◆ **Stored dataset items**:
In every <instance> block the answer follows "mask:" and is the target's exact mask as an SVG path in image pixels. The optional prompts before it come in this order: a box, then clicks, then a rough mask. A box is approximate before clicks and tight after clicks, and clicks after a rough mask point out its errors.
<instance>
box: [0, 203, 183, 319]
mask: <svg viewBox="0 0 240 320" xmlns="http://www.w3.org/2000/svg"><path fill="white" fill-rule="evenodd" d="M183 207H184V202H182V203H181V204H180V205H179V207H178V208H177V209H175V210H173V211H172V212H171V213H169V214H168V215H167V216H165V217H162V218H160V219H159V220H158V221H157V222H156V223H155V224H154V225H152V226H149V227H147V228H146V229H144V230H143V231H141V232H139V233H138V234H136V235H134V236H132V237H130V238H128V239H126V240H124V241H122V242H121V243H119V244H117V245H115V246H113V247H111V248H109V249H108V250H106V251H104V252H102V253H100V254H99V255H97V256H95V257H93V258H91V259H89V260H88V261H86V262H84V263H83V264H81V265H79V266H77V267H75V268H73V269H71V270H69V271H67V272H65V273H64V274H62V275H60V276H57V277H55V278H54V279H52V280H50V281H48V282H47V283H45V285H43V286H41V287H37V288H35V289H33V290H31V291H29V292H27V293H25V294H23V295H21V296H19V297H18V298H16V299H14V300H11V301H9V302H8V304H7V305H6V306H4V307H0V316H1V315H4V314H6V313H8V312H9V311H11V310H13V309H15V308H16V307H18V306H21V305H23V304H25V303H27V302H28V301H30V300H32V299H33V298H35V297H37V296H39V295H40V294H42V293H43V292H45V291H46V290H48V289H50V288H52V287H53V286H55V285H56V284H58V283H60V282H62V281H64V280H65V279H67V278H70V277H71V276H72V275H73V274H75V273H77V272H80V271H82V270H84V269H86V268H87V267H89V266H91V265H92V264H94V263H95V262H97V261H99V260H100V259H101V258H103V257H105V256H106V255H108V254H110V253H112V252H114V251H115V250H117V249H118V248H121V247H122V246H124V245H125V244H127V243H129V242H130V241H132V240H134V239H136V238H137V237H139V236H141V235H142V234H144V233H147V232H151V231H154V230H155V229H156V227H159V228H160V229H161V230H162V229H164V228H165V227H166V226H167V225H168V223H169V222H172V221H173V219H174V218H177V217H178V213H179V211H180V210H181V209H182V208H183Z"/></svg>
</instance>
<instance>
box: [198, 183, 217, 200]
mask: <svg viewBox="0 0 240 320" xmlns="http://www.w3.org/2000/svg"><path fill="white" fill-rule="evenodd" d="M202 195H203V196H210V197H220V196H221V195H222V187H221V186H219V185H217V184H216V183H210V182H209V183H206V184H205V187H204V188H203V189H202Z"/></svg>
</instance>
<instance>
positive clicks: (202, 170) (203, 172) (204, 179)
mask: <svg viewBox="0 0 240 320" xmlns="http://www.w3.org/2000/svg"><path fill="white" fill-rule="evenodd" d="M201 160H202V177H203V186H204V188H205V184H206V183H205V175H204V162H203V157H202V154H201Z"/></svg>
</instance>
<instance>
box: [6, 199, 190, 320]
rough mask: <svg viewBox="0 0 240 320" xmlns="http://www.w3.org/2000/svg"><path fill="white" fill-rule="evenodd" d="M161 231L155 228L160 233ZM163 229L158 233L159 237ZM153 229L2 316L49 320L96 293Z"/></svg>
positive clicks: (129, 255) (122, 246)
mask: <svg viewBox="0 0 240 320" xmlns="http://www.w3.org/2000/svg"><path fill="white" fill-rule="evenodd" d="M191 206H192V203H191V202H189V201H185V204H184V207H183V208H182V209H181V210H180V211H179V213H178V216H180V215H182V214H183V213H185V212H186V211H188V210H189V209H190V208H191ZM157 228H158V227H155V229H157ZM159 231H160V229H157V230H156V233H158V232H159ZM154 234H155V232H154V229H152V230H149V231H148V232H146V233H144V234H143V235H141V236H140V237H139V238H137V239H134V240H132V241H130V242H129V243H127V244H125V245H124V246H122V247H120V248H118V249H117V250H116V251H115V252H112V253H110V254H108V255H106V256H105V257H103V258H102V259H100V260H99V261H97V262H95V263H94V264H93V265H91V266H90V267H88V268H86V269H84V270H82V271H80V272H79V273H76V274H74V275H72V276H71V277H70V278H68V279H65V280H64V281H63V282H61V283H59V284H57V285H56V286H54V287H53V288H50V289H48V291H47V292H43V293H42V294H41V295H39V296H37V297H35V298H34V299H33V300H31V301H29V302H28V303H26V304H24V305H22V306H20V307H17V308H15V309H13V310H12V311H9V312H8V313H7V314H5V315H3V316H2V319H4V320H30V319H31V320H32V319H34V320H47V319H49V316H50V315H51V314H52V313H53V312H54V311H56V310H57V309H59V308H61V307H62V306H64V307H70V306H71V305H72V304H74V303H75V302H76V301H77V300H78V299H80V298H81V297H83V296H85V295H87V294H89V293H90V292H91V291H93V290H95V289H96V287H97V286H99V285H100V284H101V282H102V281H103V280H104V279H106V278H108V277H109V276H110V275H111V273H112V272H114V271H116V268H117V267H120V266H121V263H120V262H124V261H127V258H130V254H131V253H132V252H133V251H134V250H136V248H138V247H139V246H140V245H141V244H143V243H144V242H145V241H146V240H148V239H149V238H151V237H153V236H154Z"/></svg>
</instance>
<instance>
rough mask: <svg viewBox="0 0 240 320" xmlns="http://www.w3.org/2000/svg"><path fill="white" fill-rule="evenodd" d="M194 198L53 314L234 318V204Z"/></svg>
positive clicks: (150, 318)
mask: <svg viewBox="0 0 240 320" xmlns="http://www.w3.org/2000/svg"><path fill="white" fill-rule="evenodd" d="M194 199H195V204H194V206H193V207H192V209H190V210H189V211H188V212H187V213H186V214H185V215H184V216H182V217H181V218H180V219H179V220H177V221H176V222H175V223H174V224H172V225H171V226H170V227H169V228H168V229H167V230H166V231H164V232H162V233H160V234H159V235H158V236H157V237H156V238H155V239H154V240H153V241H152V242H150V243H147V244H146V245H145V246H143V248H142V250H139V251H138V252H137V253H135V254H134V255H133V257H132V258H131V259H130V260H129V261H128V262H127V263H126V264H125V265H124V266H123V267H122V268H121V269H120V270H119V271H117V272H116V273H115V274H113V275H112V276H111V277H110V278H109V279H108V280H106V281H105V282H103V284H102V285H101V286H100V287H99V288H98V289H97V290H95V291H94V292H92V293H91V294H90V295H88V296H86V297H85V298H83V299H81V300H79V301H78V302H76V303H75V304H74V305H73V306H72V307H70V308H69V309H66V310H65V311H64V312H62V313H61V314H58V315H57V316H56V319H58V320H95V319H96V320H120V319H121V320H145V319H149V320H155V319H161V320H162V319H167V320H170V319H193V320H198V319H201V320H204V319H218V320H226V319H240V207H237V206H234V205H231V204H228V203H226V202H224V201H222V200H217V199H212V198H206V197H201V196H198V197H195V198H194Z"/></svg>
* * *
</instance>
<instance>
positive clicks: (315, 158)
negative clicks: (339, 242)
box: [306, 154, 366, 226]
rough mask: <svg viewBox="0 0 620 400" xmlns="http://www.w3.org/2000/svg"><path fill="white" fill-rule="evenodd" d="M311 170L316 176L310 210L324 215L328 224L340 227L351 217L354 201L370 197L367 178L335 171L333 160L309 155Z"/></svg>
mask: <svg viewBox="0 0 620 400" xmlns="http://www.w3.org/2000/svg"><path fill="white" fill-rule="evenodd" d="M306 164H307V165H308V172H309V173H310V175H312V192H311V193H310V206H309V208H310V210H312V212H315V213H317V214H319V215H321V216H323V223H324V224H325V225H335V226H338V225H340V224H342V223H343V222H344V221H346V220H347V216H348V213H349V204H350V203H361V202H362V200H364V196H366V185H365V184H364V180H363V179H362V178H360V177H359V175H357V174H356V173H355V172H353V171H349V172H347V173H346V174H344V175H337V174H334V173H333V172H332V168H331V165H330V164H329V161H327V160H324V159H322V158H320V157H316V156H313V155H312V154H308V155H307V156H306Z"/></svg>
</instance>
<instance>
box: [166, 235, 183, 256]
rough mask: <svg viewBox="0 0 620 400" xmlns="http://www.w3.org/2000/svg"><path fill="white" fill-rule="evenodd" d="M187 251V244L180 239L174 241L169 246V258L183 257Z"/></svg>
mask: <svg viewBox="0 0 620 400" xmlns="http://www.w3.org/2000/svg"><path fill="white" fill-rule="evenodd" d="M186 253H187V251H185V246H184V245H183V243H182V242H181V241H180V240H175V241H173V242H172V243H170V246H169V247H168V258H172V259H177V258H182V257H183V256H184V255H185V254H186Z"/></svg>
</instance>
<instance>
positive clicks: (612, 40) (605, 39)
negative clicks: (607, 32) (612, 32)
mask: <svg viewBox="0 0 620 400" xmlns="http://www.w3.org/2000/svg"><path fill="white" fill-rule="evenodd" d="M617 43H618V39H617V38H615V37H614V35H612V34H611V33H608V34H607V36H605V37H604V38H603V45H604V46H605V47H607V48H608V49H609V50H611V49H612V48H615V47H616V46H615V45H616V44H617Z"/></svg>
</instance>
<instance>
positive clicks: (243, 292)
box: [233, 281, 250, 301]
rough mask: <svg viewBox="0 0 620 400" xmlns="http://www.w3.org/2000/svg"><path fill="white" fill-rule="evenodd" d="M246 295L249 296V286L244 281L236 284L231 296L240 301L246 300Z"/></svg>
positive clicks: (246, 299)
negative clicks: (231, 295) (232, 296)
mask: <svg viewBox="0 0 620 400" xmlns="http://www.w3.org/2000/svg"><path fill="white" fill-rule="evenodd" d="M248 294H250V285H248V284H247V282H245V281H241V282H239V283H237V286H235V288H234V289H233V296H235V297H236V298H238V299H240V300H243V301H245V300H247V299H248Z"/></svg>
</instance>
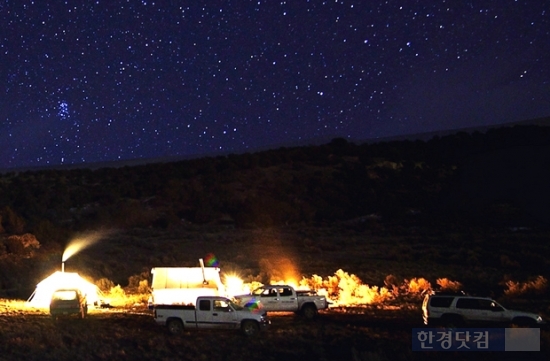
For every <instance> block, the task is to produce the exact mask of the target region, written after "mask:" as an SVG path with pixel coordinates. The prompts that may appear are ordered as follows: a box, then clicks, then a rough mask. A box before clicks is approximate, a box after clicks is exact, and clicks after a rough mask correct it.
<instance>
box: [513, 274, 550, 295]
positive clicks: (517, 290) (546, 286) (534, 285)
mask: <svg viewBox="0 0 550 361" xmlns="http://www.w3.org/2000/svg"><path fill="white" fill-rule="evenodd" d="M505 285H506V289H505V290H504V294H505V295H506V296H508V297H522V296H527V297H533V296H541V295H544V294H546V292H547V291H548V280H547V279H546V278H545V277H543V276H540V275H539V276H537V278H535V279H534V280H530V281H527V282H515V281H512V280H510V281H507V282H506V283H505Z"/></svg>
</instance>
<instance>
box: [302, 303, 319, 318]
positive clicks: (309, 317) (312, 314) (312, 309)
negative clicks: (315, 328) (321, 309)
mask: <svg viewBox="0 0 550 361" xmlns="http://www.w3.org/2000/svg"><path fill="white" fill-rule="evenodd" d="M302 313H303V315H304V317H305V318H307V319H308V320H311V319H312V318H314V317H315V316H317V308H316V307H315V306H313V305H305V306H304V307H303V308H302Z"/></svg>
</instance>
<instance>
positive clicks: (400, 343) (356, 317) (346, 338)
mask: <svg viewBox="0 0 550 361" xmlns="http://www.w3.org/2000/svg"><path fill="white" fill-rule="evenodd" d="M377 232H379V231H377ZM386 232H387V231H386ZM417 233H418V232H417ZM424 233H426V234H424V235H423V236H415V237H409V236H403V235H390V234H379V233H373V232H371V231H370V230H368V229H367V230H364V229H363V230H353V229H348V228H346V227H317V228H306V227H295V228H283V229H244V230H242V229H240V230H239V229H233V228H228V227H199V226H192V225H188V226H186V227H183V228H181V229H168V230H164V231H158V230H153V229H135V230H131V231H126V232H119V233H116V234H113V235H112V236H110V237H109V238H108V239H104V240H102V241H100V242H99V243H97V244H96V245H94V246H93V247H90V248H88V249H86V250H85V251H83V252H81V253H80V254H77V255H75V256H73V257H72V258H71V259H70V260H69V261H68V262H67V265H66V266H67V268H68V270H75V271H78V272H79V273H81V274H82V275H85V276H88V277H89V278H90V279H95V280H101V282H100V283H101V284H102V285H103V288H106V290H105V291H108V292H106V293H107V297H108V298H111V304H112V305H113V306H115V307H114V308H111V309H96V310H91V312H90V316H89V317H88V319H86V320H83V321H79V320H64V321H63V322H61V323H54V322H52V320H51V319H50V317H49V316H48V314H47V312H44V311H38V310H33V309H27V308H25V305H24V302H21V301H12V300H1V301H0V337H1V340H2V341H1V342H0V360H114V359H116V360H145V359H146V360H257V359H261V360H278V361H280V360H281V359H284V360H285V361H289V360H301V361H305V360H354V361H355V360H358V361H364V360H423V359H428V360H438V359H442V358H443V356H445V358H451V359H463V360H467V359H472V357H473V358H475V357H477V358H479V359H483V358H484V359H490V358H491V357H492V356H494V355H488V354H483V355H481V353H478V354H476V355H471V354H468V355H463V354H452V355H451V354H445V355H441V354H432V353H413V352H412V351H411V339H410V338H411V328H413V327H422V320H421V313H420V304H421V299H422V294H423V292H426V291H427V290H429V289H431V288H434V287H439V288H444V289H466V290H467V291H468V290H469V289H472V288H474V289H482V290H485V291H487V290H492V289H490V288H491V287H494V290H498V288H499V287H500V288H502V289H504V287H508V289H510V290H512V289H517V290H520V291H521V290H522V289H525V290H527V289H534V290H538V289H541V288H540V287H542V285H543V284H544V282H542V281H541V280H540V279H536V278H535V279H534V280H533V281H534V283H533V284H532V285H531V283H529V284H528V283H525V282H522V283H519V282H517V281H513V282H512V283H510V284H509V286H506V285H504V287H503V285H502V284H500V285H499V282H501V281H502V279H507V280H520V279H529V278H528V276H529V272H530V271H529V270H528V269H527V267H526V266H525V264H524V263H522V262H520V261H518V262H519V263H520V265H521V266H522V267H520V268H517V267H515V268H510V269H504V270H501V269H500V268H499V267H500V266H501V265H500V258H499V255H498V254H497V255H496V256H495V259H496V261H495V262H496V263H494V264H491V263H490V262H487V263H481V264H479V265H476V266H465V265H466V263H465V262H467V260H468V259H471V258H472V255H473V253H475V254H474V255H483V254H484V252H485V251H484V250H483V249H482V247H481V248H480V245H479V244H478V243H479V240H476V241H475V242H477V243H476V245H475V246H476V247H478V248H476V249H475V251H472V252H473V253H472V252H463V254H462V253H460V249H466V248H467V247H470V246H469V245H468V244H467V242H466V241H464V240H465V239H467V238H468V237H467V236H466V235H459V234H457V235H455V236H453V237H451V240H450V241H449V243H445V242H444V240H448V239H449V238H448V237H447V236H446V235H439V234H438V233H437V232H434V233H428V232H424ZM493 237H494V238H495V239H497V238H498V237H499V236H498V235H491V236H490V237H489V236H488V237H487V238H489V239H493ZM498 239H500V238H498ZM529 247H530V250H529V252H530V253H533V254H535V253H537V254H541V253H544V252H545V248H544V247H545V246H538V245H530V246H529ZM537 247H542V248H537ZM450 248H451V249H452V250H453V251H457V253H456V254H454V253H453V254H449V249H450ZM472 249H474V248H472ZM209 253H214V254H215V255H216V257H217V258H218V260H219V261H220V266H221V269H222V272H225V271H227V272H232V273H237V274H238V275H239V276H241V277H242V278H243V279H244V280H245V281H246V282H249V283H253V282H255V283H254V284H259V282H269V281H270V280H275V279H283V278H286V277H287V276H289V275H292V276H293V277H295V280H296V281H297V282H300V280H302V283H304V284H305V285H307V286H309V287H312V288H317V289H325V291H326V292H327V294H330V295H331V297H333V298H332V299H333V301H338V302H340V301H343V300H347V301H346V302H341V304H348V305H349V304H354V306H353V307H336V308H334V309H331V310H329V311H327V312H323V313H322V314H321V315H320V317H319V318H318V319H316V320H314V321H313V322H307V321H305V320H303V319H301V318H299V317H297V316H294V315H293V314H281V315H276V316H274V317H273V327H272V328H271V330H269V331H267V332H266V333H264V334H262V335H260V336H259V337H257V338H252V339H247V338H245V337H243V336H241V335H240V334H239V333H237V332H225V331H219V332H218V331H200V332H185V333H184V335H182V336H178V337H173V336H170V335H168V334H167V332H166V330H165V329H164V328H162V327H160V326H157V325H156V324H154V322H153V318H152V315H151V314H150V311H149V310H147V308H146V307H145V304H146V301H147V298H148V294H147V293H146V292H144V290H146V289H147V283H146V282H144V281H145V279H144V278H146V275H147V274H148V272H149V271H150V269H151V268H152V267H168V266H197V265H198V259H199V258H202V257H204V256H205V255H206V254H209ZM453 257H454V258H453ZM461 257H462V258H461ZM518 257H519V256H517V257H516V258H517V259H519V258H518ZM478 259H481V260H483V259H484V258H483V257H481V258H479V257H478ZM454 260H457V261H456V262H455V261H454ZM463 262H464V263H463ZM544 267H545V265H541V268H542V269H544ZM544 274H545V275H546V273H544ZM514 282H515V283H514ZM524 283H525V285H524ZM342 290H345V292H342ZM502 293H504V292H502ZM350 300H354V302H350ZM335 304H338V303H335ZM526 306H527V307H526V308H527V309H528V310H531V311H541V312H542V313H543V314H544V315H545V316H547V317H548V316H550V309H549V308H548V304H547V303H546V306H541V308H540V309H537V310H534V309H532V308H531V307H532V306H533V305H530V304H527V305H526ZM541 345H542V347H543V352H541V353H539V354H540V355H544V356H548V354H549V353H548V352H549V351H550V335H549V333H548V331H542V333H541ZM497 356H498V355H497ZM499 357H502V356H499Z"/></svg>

◆ **Required action**:
Scan the entries above. Copy each line that has the string "approximate".

◆ **Answer for the task**:
In every <instance> block the answer follows "mask:" and is the target's exact mask as an SVG path in image pixels. The optional prompts before it come in this order: a box, then clicks, then a rough mask. A box is approximate before clicks and tight after clicks, and clicks after a rough mask point out its errors.
For every <instance> block, the task is to produce the exact mask of the target region, written after "mask:" as an SVG path with pixel coordinates. The prompts that may appear are ordered as follows: a box, then clicks, then a rough mask. A box before clicks is approximate, a box after clicks is exact, and clicks after a rough mask correct it.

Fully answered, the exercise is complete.